===== Records for processing

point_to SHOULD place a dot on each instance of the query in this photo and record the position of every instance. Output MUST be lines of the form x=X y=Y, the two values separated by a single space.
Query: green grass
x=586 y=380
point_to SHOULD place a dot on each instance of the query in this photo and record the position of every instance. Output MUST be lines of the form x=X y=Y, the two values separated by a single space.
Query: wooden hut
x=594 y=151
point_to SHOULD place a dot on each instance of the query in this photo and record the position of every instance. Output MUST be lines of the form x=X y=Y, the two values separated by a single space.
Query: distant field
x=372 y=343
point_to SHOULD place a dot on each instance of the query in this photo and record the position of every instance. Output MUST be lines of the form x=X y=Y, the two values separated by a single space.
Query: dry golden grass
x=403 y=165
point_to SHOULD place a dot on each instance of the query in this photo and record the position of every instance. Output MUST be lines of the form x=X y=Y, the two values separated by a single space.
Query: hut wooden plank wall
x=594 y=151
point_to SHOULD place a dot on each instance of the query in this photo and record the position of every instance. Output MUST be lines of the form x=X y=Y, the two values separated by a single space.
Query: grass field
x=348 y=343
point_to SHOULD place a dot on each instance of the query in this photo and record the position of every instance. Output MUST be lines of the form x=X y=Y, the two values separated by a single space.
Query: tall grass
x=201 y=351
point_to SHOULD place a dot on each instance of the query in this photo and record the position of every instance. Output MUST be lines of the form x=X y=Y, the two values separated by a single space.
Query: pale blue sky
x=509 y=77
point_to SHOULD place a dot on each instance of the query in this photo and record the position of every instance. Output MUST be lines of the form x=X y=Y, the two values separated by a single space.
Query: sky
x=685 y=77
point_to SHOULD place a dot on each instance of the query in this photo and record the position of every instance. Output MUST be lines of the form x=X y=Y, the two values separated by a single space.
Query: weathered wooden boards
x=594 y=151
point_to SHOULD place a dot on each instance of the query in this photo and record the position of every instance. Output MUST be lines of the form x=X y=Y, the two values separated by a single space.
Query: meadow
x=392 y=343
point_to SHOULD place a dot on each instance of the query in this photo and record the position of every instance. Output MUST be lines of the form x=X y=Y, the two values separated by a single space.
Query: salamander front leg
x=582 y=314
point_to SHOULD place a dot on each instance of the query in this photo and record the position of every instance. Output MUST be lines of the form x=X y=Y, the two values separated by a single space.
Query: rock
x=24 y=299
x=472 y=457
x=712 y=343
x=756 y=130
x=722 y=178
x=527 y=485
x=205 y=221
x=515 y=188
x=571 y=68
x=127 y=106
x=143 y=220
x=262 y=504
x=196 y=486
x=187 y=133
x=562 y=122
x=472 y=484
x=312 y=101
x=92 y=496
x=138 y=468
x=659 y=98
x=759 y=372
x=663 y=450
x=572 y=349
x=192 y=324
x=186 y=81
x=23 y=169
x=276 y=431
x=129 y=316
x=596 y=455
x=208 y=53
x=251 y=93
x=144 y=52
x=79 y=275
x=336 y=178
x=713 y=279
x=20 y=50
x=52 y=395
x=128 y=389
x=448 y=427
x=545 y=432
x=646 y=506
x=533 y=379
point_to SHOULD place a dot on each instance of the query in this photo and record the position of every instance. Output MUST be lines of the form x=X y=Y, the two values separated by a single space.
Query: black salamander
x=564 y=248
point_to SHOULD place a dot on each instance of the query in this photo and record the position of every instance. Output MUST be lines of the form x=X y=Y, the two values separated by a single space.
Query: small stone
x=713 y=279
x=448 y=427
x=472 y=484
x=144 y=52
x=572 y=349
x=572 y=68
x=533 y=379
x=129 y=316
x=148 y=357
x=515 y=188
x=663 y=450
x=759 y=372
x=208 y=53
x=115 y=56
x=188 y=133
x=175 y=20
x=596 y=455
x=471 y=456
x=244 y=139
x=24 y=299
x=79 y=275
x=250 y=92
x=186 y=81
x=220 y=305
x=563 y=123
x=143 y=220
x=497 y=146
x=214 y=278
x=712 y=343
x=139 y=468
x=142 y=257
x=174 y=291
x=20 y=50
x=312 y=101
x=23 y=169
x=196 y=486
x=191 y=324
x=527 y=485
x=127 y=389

==========

● Task statement:
Please retype all of the data above exactly as it appears.

● Written response:
point_to SHOULD place a dot on each instance of the query in this photo and record the position of every instance. Output MUST be lines of the form x=X y=Y, the two values separated by a single space.
Query: green grass
x=586 y=380
point_to SHOULD place a dot on each instance of the query in this photo and record the position of every instance. Output MUST be lines of the form x=X y=Y, the two values separated by a single space.
Query: wooden hut
x=594 y=151
point_to SHOULD place a dot on each instance of the query in this photo and record the position of every instance. Output MUST be lines of the form x=X y=Y, the two values separated by a single space.
Query: distant field
x=372 y=343
point_to SHOULD place a dot on each instance of the query in this photo and record the position of every instance. Output MUST be lines of the form x=X y=Y, the two values separated by a single space.
Query: dry golden grass
x=403 y=165
point_to SHOULD place a dot on each instance of the query in this photo and record the position of every instance. Output MUST be lines of the form x=X y=Y, the two values separated by a single space.
Query: hut wooden plank wall
x=594 y=151
point_to SHOULD place a dot on each instance of the query in this photo and record the position of every instance. Output MUST be lines of the form x=X y=Y, the two values separated by a single space.
Query: grass field
x=348 y=343
point_to SHOULD place a dot on each instance of the query in this photo and record the position of every instance. Output MUST be lines of the form x=X y=Y, the two values separated by a single space.
Query: tall grass
x=201 y=351
point_to SHOULD place a dot on each instance of the query in this photo and record the position of every instance. Output MUST be lines of the form x=X y=Y, the two values separated by a single space.
Query: pale blue sky
x=509 y=77
point_to SHOULD place a dot on each instance of the query in this photo and record the position of every instance. Output MUST be lines of the form x=X y=Y, the two values separated by a single space.
Query: sky
x=685 y=77
point_to SHOULD place a dot on each instance of the query in this photo and record the position of every instance. Output MUST be lines of the form x=X y=Y, the two values separated by a single space.
Query: weathered wooden boards
x=594 y=151
point_to SHOULD place a dot on each instance of the query in this photo and record the position of every instance. Output MUST be lines of the form x=X y=Y, the two values separated by a single space.
Query: meadow
x=392 y=343
point_to SHOULD place a dot on each instance of the query in this photo and record the position of every instance. Output MUST be lines of the form x=X y=Y, the two values separated by a single space.
Query: salamander front leg
x=582 y=314
point_to SHOULD place a dot on each instance of the query in this photo and record the position of every instance. Output MUST be lines of the form x=X y=Y, the two values separated by a single space.
Query: rock
x=24 y=299
x=472 y=457
x=712 y=343
x=756 y=130
x=722 y=178
x=527 y=485
x=205 y=221
x=515 y=188
x=571 y=68
x=127 y=106
x=143 y=220
x=262 y=504
x=196 y=486
x=187 y=133
x=562 y=122
x=472 y=484
x=312 y=101
x=92 y=496
x=138 y=468
x=659 y=98
x=759 y=372
x=663 y=450
x=572 y=349
x=192 y=324
x=186 y=81
x=23 y=169
x=276 y=431
x=129 y=316
x=596 y=455
x=208 y=53
x=251 y=93
x=144 y=52
x=79 y=275
x=336 y=178
x=713 y=279
x=20 y=50
x=52 y=395
x=128 y=389
x=448 y=427
x=545 y=432
x=646 y=506
x=533 y=379
point_to SHOULD place a dot on each instance of the query in this photo and record the position of every instance. Output MUST be lines of the form x=X y=Y, the two values separated by a single space.
Query: black salamander
x=564 y=248
point_to SHOULD place a dot on each instance of the query in this photo and record the position of every instance. Output MUST be lines of the form x=X y=Y, the two values separated by a single space.
Query: small stone
x=713 y=279
x=448 y=427
x=472 y=484
x=144 y=52
x=572 y=349
x=572 y=68
x=533 y=379
x=129 y=316
x=148 y=357
x=515 y=188
x=663 y=450
x=759 y=372
x=208 y=53
x=115 y=56
x=188 y=133
x=175 y=20
x=596 y=455
x=471 y=456
x=244 y=139
x=24 y=299
x=79 y=275
x=250 y=92
x=186 y=81
x=220 y=305
x=563 y=123
x=143 y=220
x=497 y=146
x=214 y=278
x=712 y=343
x=139 y=468
x=142 y=257
x=174 y=291
x=20 y=50
x=312 y=101
x=23 y=169
x=196 y=486
x=191 y=324
x=527 y=485
x=127 y=389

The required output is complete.